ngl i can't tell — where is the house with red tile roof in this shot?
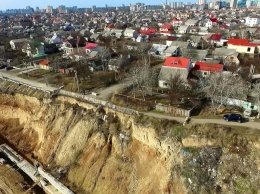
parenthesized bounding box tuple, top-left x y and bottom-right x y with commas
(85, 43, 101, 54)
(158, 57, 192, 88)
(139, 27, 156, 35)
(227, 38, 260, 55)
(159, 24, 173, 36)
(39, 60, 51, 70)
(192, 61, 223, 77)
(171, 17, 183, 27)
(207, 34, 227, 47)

^^^^^^^^

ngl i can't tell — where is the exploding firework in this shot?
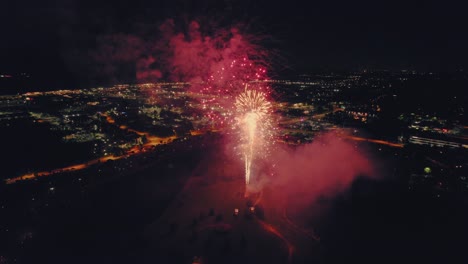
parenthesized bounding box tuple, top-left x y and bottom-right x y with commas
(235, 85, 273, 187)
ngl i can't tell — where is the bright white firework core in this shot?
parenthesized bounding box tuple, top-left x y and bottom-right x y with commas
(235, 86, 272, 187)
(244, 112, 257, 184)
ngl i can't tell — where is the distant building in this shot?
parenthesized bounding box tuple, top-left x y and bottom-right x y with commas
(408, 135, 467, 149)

^^^^^^^^

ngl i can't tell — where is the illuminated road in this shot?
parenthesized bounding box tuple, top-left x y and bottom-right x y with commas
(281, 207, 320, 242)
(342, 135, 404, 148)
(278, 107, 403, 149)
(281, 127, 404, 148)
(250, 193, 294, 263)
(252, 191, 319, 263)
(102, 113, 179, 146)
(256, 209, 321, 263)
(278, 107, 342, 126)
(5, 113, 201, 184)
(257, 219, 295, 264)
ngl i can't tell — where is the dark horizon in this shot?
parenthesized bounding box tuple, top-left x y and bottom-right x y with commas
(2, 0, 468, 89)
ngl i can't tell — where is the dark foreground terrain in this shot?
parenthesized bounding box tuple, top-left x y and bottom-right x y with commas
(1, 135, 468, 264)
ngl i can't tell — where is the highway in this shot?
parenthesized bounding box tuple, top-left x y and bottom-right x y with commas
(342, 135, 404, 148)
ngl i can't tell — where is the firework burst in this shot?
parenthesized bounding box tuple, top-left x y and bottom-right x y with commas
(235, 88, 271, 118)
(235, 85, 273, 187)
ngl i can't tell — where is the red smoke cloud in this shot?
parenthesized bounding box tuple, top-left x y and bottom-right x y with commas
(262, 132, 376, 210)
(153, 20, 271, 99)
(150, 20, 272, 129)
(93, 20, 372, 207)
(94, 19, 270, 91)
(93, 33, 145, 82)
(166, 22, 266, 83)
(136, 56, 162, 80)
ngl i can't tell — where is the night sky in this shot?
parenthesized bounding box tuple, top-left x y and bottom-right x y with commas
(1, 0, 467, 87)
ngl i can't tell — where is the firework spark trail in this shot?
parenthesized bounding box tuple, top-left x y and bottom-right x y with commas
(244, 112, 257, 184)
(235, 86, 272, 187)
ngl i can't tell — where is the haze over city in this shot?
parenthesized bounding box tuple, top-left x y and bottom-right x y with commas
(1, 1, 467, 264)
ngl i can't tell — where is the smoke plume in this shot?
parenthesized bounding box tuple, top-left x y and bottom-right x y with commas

^^^^^^^^

**Description of the task**
Using the entries shown above, reproduce verbatim the lines from the line bearing "ngl i can't tell — where is the illuminated" to the line bearing "ngl i can't tell — where is the night", inclusive.

**Output**
ngl i can't tell — where is the illuminated road in this shot?
parenthesized bounding box tuple, top-left x y and bottom-right x y with commas
(281, 207, 320, 242)
(342, 135, 404, 148)
(278, 107, 403, 149)
(281, 127, 404, 148)
(250, 193, 294, 263)
(252, 191, 319, 263)
(102, 113, 179, 146)
(256, 209, 321, 263)
(278, 107, 342, 126)
(5, 113, 201, 184)
(257, 219, 295, 264)
ngl i can't tell — where is the dark horizon in this shot?
parenthesized bounding box tuple, top-left x y and bottom-right x y with commas
(2, 0, 468, 89)
ngl i can't tell — where is the dark foreground terrain in this shot?
parenthesized bounding box tuple, top-left x y and bottom-right x y with commas
(1, 135, 468, 264)
ngl i can't tell — where is the highway in this shot?
parenthesized bounding box tuple, top-left x y and bottom-right x y with commas
(342, 135, 404, 148)
ngl i can't tell — where is the firework burst in this shot?
parenthesized bounding box tuple, top-left x y and bottom-right x y with commas
(235, 88, 271, 118)
(235, 85, 273, 187)
ngl i can't tell — where is the red smoke cloud in this shot?
parenthesized bounding box tuple, top-left x y and bottom-right x y with commas
(262, 132, 376, 210)
(153, 20, 271, 99)
(150, 20, 272, 129)
(93, 20, 372, 207)
(94, 19, 270, 91)
(93, 33, 145, 82)
(166, 22, 266, 83)
(136, 56, 162, 80)
ngl i can't tell — where is the night sky in this shot?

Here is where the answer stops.